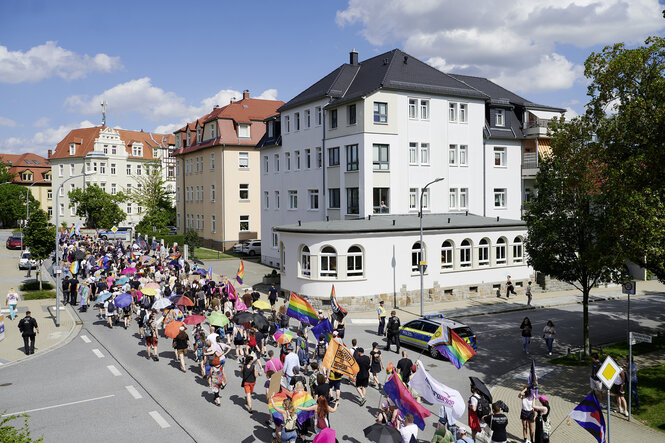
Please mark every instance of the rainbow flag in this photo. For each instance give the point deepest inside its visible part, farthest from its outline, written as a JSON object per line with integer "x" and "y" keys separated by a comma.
{"x": 300, "y": 399}
{"x": 301, "y": 310}
{"x": 451, "y": 346}
{"x": 339, "y": 311}
{"x": 241, "y": 272}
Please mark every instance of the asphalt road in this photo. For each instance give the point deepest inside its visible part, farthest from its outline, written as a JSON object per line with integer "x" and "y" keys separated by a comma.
{"x": 84, "y": 396}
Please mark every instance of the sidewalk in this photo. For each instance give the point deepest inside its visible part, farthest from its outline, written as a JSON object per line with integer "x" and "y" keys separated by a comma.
{"x": 565, "y": 388}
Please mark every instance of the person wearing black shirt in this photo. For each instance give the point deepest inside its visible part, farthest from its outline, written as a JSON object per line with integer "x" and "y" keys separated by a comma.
{"x": 29, "y": 329}
{"x": 404, "y": 367}
{"x": 362, "y": 377}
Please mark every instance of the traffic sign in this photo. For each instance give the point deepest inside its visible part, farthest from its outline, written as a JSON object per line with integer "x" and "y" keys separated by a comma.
{"x": 629, "y": 288}
{"x": 636, "y": 337}
{"x": 608, "y": 371}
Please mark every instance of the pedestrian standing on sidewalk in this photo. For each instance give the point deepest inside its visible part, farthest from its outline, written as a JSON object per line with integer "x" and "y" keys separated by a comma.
{"x": 12, "y": 301}
{"x": 526, "y": 329}
{"x": 548, "y": 334}
{"x": 381, "y": 311}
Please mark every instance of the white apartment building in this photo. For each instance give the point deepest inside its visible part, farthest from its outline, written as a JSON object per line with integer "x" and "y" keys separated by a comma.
{"x": 362, "y": 143}
{"x": 117, "y": 157}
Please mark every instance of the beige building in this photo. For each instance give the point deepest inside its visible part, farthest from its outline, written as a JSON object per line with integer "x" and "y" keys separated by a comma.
{"x": 218, "y": 172}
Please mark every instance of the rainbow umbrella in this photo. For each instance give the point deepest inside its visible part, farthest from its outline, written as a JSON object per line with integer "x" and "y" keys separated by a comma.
{"x": 283, "y": 336}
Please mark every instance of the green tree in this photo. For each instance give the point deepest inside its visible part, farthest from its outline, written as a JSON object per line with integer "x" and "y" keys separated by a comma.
{"x": 12, "y": 204}
{"x": 100, "y": 209}
{"x": 627, "y": 112}
{"x": 40, "y": 239}
{"x": 567, "y": 229}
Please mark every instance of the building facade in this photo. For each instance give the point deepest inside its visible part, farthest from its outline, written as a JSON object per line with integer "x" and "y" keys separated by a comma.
{"x": 218, "y": 178}
{"x": 117, "y": 157}
{"x": 33, "y": 172}
{"x": 365, "y": 140}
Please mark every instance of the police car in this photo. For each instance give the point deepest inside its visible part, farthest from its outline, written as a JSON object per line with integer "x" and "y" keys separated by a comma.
{"x": 418, "y": 332}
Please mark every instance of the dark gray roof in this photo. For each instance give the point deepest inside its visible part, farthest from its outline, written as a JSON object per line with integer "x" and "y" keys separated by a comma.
{"x": 499, "y": 94}
{"x": 392, "y": 70}
{"x": 402, "y": 223}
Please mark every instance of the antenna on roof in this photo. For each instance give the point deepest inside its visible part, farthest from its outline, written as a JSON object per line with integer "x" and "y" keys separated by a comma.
{"x": 104, "y": 113}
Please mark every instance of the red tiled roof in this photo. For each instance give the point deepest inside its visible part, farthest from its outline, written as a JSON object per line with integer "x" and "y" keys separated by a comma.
{"x": 84, "y": 139}
{"x": 21, "y": 162}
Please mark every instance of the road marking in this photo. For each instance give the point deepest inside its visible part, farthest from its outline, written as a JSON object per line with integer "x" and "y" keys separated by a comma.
{"x": 58, "y": 406}
{"x": 159, "y": 419}
{"x": 132, "y": 390}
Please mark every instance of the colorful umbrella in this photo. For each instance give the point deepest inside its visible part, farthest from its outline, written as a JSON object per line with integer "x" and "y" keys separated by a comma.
{"x": 261, "y": 304}
{"x": 184, "y": 301}
{"x": 195, "y": 320}
{"x": 218, "y": 319}
{"x": 161, "y": 303}
{"x": 283, "y": 336}
{"x": 173, "y": 329}
{"x": 123, "y": 300}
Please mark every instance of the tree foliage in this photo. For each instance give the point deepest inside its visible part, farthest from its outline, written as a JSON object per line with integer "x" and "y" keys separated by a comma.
{"x": 12, "y": 204}
{"x": 100, "y": 209}
{"x": 566, "y": 221}
{"x": 627, "y": 111}
{"x": 39, "y": 238}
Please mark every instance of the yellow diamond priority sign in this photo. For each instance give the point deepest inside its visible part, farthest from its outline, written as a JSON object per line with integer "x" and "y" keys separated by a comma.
{"x": 608, "y": 371}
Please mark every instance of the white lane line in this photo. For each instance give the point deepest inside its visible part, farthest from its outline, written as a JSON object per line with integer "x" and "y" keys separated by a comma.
{"x": 114, "y": 370}
{"x": 58, "y": 406}
{"x": 159, "y": 419}
{"x": 132, "y": 390}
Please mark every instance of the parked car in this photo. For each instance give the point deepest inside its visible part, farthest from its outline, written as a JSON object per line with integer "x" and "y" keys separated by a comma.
{"x": 14, "y": 241}
{"x": 252, "y": 247}
{"x": 418, "y": 332}
{"x": 26, "y": 261}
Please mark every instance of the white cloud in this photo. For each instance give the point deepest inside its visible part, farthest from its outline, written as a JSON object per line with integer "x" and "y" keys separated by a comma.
{"x": 41, "y": 141}
{"x": 48, "y": 60}
{"x": 4, "y": 121}
{"x": 154, "y": 103}
{"x": 518, "y": 42}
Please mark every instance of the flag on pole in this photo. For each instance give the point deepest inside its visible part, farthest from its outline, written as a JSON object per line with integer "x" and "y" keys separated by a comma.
{"x": 436, "y": 392}
{"x": 400, "y": 395}
{"x": 301, "y": 310}
{"x": 451, "y": 346}
{"x": 241, "y": 272}
{"x": 589, "y": 415}
{"x": 339, "y": 311}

════

* WRITTEN PROBLEM:
Please write out all the records above again, swapping every "in this photo" for "in this image" and changing nothing else. Leave the pictures out.

* FINISHED TASK:
Please mark every instance of the rainbow flag in this image. For each instance give the point deepest inside its visible part, farthest from its outline, written as a JSON object per line with integer "x" and "y" keys separated by a comma.
{"x": 300, "y": 399}
{"x": 301, "y": 310}
{"x": 451, "y": 346}
{"x": 339, "y": 311}
{"x": 241, "y": 272}
Please mark every instance of the asphalt road in this image. For each instance give the point deepest inside its visible part, farthest from its outline, written as a JSON object per line with integer "x" and "y" keys separated by a comma.
{"x": 84, "y": 396}
Please mark every instance of the sidewalk in this image. For each instance give the point deepest inside its visible part, farthest from its outline, written as a JSON object per line with integer "x" and "y" keys separated by a comma.
{"x": 565, "y": 388}
Please mark every instance of the person wearing black shirt in this image. For each instance give the point deepest inside its visible part, farthest from its outline, written as a JSON object per line with integer "x" and "y" keys separated by a comma.
{"x": 29, "y": 329}
{"x": 404, "y": 367}
{"x": 362, "y": 377}
Please mark every instance of the traffic sign in this image. For each instance give the point deepest inside its visible part, farthest from its outline, written as a JSON object per line with integer "x" and "y" keys separated by a comma.
{"x": 629, "y": 288}
{"x": 636, "y": 337}
{"x": 608, "y": 371}
Please mark every instance of the pedestrian standing on sidewalk in this image. For each instance give the point deepest inside its visible part, farthest from its outline, written as a JSON object per line with integer "x" and "y" keys separated by a comma.
{"x": 12, "y": 301}
{"x": 526, "y": 329}
{"x": 548, "y": 334}
{"x": 381, "y": 311}
Please mark every instance of the white apartment building in this image. For each instance give the point deepest inside its visible part, farthest from its outline, written as a JSON object per line with integer "x" and "y" keys separated by a comma.
{"x": 362, "y": 143}
{"x": 117, "y": 157}
Please mark every instance of the beige building in this image. For each instance give the point deepest inside its visible part, farthest from its outline, written as a JSON object per line with integer "x" and "y" keys separated by a comma.
{"x": 218, "y": 172}
Please mark every instance of the rainbow umbrella in this image. For each instance give the point deepest inside its visible part, farthest from its outline, written as a JSON object per line with integer "x" and "y" keys separated by a comma.
{"x": 283, "y": 336}
Please mark every instance of the green tree in this image. For each instance give the point deepest inside its visible part, farthest from its outline, written as a JSON object per line with integer "x" and "y" keys separated by a comma.
{"x": 12, "y": 204}
{"x": 100, "y": 209}
{"x": 627, "y": 112}
{"x": 40, "y": 239}
{"x": 567, "y": 229}
Please mark every instance of the building facade in this image. For each instance give the point deepest inside its visible part, farthest from its outline, written as a JSON object per line with integer "x" and "y" keys separated by a comma.
{"x": 218, "y": 178}
{"x": 117, "y": 157}
{"x": 33, "y": 172}
{"x": 365, "y": 140}
Please mark every instance of the police car in this image. For each instance give the point deepest inside its visible part, farthest from its outline, written as a JSON object per line with integer "x" and "y" keys separated by a comma.
{"x": 418, "y": 332}
Please mark every instance of the dark gray roof in this image. For each instance give the point deepest inside its visible part, farthest from its outline, written as a JSON object per line with integer "x" and "y" keys separated by a comma.
{"x": 499, "y": 94}
{"x": 392, "y": 70}
{"x": 402, "y": 223}
Please mark every instance of the antenna on roof in this image. For each instance give the point deepest inside its visible part, farthest from its outline, written as a JSON object per line with integer "x" and "y" keys separated by a comma.
{"x": 104, "y": 113}
Please mark every instance of the red tiled roof in this image. For each instance give the point deepest inside its visible part, farthest from its outline, written as a JSON object per line with integer "x" and "y" keys separated by a comma.
{"x": 84, "y": 139}
{"x": 21, "y": 162}
Please mark every instance of the road marking in this image. For each instance give the point deepest inside its visible part, farthest from its outline, written as a JSON object per line with integer "x" and "y" keys separated by a comma.
{"x": 58, "y": 406}
{"x": 159, "y": 419}
{"x": 132, "y": 390}
Please mark every instance of the colorful umbrella in this image. For each instance give the point deepest inside its visible part, farthest from its outline, written as a JSON object per line with integer "x" and "y" keys separated by a comma.
{"x": 261, "y": 304}
{"x": 184, "y": 301}
{"x": 195, "y": 320}
{"x": 218, "y": 319}
{"x": 161, "y": 303}
{"x": 283, "y": 336}
{"x": 173, "y": 329}
{"x": 123, "y": 300}
Please mark every instance of the tree foliage in this image. For each instance give the point deepest inside its visible part, farthest from its outline, written as a JSON object per line with integer "x" and "y" keys separated by a comma.
{"x": 12, "y": 204}
{"x": 100, "y": 209}
{"x": 566, "y": 221}
{"x": 627, "y": 111}
{"x": 39, "y": 238}
Please mark every instance of the yellow diamond priority sign in this image. For each instance give the point deepest inside its visible part, farthest from its outline, written as a JSON object per line with integer "x" and "y" keys separated by a comma.
{"x": 608, "y": 371}
Please mark every instance of the white lane line in this image. For each instance give the point deepest inside its visible part, farthest from its outline, written as a JSON object per line with integer "x" and "y" keys separated by a comma.
{"x": 114, "y": 370}
{"x": 58, "y": 406}
{"x": 159, "y": 419}
{"x": 132, "y": 390}
Please mark every instance of the parked car in this image. For each instance give the point deepest inside its visible part, farthest from its outline, written as a JSON object per line with integer "x" and "y" keys separated by a comma.
{"x": 14, "y": 241}
{"x": 252, "y": 247}
{"x": 418, "y": 332}
{"x": 26, "y": 261}
Please mark every instance of the white cloud in this image. For each instance give the point deepest inside its visible part, farthest from its outline, written as a JSON object per line with integer "x" and "y" keys separated by a comma.
{"x": 41, "y": 141}
{"x": 48, "y": 60}
{"x": 4, "y": 121}
{"x": 154, "y": 103}
{"x": 518, "y": 42}
Please mark every instance of the flag on pole in this image. For each instance give the point deepest inside its visible part, farthest from its outline, written as a JSON object per line with integer "x" and "y" keys separated by a comma.
{"x": 436, "y": 392}
{"x": 400, "y": 395}
{"x": 301, "y": 310}
{"x": 451, "y": 346}
{"x": 241, "y": 272}
{"x": 589, "y": 415}
{"x": 339, "y": 311}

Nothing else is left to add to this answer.